== Region pointing data ==

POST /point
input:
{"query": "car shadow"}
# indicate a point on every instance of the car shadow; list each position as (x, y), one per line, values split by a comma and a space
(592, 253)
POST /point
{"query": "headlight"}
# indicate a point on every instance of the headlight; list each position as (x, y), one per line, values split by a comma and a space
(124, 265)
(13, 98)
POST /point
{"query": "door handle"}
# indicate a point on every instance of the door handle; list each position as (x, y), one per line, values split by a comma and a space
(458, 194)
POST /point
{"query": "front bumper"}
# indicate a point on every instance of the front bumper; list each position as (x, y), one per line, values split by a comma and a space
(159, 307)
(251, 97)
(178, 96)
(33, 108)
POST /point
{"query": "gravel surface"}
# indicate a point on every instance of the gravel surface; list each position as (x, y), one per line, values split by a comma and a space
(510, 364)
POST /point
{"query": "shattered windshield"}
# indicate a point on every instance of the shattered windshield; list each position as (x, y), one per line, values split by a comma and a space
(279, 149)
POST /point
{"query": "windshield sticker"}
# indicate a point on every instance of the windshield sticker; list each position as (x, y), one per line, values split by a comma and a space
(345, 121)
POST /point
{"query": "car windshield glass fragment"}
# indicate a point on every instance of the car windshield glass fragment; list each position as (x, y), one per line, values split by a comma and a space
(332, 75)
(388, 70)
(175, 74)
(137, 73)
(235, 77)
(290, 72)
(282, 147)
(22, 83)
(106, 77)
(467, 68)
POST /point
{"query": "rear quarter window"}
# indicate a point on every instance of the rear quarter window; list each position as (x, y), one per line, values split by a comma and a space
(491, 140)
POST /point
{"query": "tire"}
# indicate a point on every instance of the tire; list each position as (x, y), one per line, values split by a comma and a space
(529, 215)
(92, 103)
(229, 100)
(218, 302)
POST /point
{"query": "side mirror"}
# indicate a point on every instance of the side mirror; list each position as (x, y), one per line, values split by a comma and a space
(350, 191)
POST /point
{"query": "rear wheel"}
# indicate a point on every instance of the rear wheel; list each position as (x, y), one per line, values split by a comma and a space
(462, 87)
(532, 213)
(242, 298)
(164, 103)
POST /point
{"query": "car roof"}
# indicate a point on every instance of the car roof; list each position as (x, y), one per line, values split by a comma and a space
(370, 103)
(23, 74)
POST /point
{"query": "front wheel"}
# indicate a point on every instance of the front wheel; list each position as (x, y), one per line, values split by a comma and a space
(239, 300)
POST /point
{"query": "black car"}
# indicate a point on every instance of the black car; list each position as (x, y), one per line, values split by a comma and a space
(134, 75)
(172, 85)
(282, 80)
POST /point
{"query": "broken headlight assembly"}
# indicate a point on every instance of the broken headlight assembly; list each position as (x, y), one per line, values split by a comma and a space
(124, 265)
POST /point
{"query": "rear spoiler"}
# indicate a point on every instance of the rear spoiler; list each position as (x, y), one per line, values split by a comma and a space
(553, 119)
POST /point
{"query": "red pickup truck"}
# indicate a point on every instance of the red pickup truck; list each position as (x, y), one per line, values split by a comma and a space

== WORK ITEM ==
The response must contain every entry, each one identical to the original.

== REPLY TO THE TASK ==
POST /point
input:
{"query": "car shadow"}
# indicate a point on every instance of the car shadow; list each position as (x, y), one per line, values split by a comma and a space
(592, 253)
POST /point
{"query": "headlight"}
# indicate a point on every instance of the headlight; list each position as (x, y), one per line, values split by a comma and a space
(124, 265)
(13, 98)
POST /point
{"query": "door handle"}
# indicate a point on every instance of the door handle; list each position as (x, y), one per line, values split by a comma and a space
(458, 194)
POST /point
{"query": "front bumper"}
# indicate a point on every instance of the front bumper; list each position as (x, y), one per line, values split by a comma and a space
(159, 307)
(251, 97)
(178, 96)
(33, 108)
POST /point
{"query": "gravel surface"}
# indicate a point on every instance of the gravel surface; list each position as (x, y), one per line, values split by a comma and a space
(510, 364)
POST /point
{"query": "shattered windshield"}
# indicate a point on every instance of the shattered windshield; list each position as (x, y), one per line, values split by a comma and a space
(279, 149)
POST /point
{"query": "windshield sticker"}
# indicate a point on every instance of the windshield sticker; list each position as (x, y), one per line, values split by a comma and a space
(345, 121)
POST /point
{"query": "car windshield glass fragment"}
# indicate a point on every instance of the car windshield glass fragment; list each position as (x, y), one per line, values split by a comma and a space
(332, 75)
(388, 70)
(175, 74)
(137, 73)
(235, 77)
(290, 72)
(282, 147)
(22, 83)
(106, 77)
(467, 68)
POST /point
{"query": "rear quarter window"}
# indicate a point on every instance of the rear quarter window; list each position as (x, y), one per line, values split by a comma and a space
(491, 140)
POST /point
{"query": "tire"}
# indicate a point on every instance of the tire; list each position as (x, y), one per line, values split by a comma and a space
(529, 215)
(92, 103)
(229, 100)
(218, 302)
POST /point
{"query": "side mirror"}
# indicate a point on every instance of the side mirror; list each position as (x, y), one per line, values split by a comma and a space
(350, 191)
POST /point
{"query": "rear wheel"}
# indicate a point on every instance of the rear wheel; list each position as (x, y), one per line, values split by a comma and a space
(462, 87)
(532, 213)
(242, 298)
(164, 103)
POST /point
{"query": "car roof"}
# indicate a point on every instance of the car roof; list each position as (x, y), one per line, values split by a comma and a space
(370, 103)
(23, 74)
POST /point
{"query": "front wheel"}
# indicate a point on every instance of the front wheel; list each position as (x, y), one per line, values split by a comma and a space
(239, 300)
POST /point
{"query": "black car"}
# indicate a point on every instance of the black car; list each position as (x, y), one per line, values split by a comma and a space
(134, 75)
(172, 85)
(282, 80)
POST /point
{"query": "broken headlight assembly"}
# indicate a point on every instance of the broken headlight assembly; list each position as (x, y), one per line, values split by a comma and a space
(124, 265)
POST /point
{"query": "rear spoiler"}
# indicate a point on every instance of the rear spoiler; list each position as (x, y), one per line, values split by a comma and a space
(553, 119)
POST /point
{"query": "red pickup truck"}
# indicate a point on every instance of the red pickup truck; list each position as (x, y), one per line, values split by a comma and a space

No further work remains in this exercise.